Description of the task: What the task requires is each entry, restated exactly.

Records for the exercise:
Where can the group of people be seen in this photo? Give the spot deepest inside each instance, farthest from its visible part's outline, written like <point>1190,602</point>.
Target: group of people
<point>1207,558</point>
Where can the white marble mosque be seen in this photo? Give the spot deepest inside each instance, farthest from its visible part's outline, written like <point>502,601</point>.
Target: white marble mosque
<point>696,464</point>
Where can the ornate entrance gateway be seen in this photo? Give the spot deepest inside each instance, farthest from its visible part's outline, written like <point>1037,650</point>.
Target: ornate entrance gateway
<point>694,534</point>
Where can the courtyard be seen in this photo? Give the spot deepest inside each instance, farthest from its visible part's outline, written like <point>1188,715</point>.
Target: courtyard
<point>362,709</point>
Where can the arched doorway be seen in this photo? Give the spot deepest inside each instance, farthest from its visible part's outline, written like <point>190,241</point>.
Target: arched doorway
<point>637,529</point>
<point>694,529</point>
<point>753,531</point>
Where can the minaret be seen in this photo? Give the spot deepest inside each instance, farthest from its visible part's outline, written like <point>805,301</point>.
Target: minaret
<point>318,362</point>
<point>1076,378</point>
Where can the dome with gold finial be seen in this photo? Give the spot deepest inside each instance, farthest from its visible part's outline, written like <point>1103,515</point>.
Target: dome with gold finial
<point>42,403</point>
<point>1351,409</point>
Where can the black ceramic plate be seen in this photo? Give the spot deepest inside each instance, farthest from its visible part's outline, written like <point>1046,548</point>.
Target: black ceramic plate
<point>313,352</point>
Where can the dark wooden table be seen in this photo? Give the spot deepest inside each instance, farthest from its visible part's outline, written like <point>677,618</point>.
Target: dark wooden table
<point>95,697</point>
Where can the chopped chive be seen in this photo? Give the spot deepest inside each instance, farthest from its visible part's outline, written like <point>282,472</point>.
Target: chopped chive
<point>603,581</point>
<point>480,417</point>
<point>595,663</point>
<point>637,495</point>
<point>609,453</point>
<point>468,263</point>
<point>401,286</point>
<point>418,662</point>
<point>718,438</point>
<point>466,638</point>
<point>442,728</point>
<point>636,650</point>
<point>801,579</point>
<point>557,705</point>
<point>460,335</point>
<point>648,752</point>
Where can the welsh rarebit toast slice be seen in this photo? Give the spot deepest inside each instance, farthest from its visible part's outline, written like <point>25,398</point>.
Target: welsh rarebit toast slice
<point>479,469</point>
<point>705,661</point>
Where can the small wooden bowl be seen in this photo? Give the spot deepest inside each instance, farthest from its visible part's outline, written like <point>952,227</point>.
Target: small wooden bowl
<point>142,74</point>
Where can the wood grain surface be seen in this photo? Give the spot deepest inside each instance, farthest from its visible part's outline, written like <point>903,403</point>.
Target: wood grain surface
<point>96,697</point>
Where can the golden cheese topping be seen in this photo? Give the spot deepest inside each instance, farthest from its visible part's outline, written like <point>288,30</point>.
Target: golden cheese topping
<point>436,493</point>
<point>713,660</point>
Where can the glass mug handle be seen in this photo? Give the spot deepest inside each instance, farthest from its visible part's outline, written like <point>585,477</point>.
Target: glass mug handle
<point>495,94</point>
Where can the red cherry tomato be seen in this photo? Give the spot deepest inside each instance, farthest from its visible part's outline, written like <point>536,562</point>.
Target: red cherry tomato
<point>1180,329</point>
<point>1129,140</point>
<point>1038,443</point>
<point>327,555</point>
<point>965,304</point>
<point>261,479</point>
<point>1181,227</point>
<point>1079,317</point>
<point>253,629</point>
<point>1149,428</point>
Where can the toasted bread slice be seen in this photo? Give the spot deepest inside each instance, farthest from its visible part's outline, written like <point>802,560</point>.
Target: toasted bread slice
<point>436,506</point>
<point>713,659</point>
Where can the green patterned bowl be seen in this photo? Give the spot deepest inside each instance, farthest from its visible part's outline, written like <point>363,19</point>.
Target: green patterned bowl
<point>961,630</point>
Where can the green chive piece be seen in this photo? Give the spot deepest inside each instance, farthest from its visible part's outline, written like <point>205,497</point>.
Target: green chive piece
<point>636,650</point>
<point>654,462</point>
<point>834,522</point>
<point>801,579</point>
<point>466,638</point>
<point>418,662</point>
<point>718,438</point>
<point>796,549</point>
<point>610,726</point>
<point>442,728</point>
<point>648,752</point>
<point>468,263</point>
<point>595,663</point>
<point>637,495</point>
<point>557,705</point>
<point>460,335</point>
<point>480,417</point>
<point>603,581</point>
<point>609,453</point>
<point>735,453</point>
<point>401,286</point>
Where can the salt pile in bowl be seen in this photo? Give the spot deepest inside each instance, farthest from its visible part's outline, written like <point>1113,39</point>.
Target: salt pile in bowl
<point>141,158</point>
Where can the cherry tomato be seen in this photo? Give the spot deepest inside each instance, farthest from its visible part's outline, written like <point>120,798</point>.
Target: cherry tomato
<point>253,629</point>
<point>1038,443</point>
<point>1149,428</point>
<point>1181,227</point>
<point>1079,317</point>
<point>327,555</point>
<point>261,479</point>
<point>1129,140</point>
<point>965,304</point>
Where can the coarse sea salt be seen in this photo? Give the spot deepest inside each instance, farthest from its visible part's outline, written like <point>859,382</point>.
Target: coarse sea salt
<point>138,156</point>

Result for this task:
Where can the group of people be seen in this photo? Give the spot deepest inside each instance, farthest from its visible part's outline, written like <point>1190,602</point>.
Target: group of people
<point>1207,558</point>
Where can the white marble mosque be seen in this photo? Give the spot deepest inside each instance, farthest from its visible part's outline, written like <point>502,601</point>.
Target: white marble mosque
<point>696,464</point>
Where can the ornate entrance gateway be seen in this photo? Give the spot deepest inside each instance, farthest from its visible part's outline, written like <point>1037,650</point>.
Target: ornate entrance gateway
<point>694,534</point>
Where can the courtyard be seen in this photo? Give the spot deepest inside each instance, farthest from its visible part's outline, written like <point>1188,715</point>.
Target: courtyard
<point>362,709</point>
Where can the arched doorway be seen in this photo? Give the spot deepest inside each instance, farthest from its visible part's outline, written like <point>190,241</point>.
Target: arched doorway
<point>637,529</point>
<point>694,529</point>
<point>753,531</point>
Where can the minaret be seen in this photo? Give the spot deepest inside each instance, farthest from its visible part's outline, written like <point>805,301</point>.
Target: minaret
<point>318,362</point>
<point>1076,378</point>
Where can the dome with gold finial be seen in this photo? Give the spot deepest inside each instance, farthest from its visible part's outline, written like <point>1103,515</point>.
Target: dome with gold finial
<point>42,403</point>
<point>1351,409</point>
Where can the black ceramic plate be seen in this photo? Give the spot deepest inside each instance, farthest from its visible part's outline, written like <point>1046,548</point>.
Target: black ceramic plate
<point>313,352</point>
Where can the dark wooden table be seen in this photo? Give the spot deepest inside each instance, farthest from its visible part's outline, written like <point>677,618</point>.
Target: dark wooden table
<point>95,697</point>
Where can the chopped chive be seen in this photo? Give the spot deepest inside each instance, farthest from its visible part's outline, written like <point>282,472</point>.
Target: chopped chive
<point>603,581</point>
<point>480,417</point>
<point>595,663</point>
<point>637,495</point>
<point>609,453</point>
<point>468,263</point>
<point>401,286</point>
<point>418,662</point>
<point>718,438</point>
<point>466,638</point>
<point>442,728</point>
<point>636,650</point>
<point>801,579</point>
<point>557,705</point>
<point>460,335</point>
<point>648,752</point>
Where can the welsh rarebit toast slice be seen in this photo? Give the spot deepest inside each instance, farthest from its visible part's outline, written like <point>25,398</point>.
Target: welsh rarebit toast slice
<point>479,469</point>
<point>705,661</point>
Where can the small wooden bowl be seen in this photo? Give the spot deepest inside each instance, farthest from its visible part's outline, written like <point>952,227</point>.
Target: small wooden bowl
<point>142,74</point>
Where can the wood grain surface be seen in this photo? Give the spot deepest inside each instance, farthest from its visible part's outline, written like <point>903,403</point>.
Target: wood grain surface
<point>96,697</point>
Where can the golden cheese topping be seen in this photo? Give the spot deepest inside each instance, farthest from its visible part's outline, written like <point>288,30</point>.
Target: golden cheese topping
<point>436,493</point>
<point>713,660</point>
Where can the glass mug handle be seen in this photo? Give the spot deepest inside each instance, farthest from its visible part's outline, written like <point>585,477</point>.
Target: glass mug handle
<point>495,94</point>
Where can the red cherry tomato be seen in this photo? Give the spot deepest inside each instance, farthest from its visible part's outline, written like <point>536,562</point>.
Target: red cherry tomato
<point>1180,329</point>
<point>1129,140</point>
<point>1038,443</point>
<point>327,555</point>
<point>965,304</point>
<point>261,479</point>
<point>1181,227</point>
<point>1079,317</point>
<point>253,629</point>
<point>1149,428</point>
Where can the toasted bread slice be seen in this photo? Give the spot deepest inside each instance, farthest from its visible part's outline, written like <point>802,560</point>.
Target: toasted bread slice
<point>436,506</point>
<point>713,659</point>
Where can the green patterned bowl be seen in this photo? Give the spot deepest inside each instance, farthest from its visible part's outline, written like <point>363,19</point>.
Target: green patterned bowl
<point>961,630</point>
Where can the green chive piece be seen in this photo? Give the spot deepest inside each instance, farthest from its visible part's outline, written like <point>205,497</point>.
Target: green chive piece
<point>636,650</point>
<point>654,462</point>
<point>834,522</point>
<point>801,579</point>
<point>466,638</point>
<point>418,662</point>
<point>718,438</point>
<point>796,549</point>
<point>610,726</point>
<point>442,728</point>
<point>648,752</point>
<point>468,263</point>
<point>595,663</point>
<point>637,495</point>
<point>557,705</point>
<point>460,335</point>
<point>480,417</point>
<point>603,581</point>
<point>609,453</point>
<point>735,453</point>
<point>401,286</point>
Where can the salt pile in bowl be seen in this photo? Give the spot deepest inside each instance, farthest from its visible part's outline, written like <point>1113,39</point>.
Target: salt pile in bowl
<point>141,158</point>
Where can the cherry tomato be seen in this photo? Give the spot deepest inside each instance, farthest from its visible part's outline, written like <point>120,798</point>.
Target: cherry tomato
<point>253,629</point>
<point>1038,443</point>
<point>1149,428</point>
<point>1181,227</point>
<point>1079,317</point>
<point>327,555</point>
<point>261,479</point>
<point>1129,140</point>
<point>965,304</point>
Where can the coarse sea salt be seen in this photo? Give the spot deepest inside each instance, farthest from its visible part's outline, written like <point>859,382</point>.
Target: coarse sea salt
<point>138,156</point>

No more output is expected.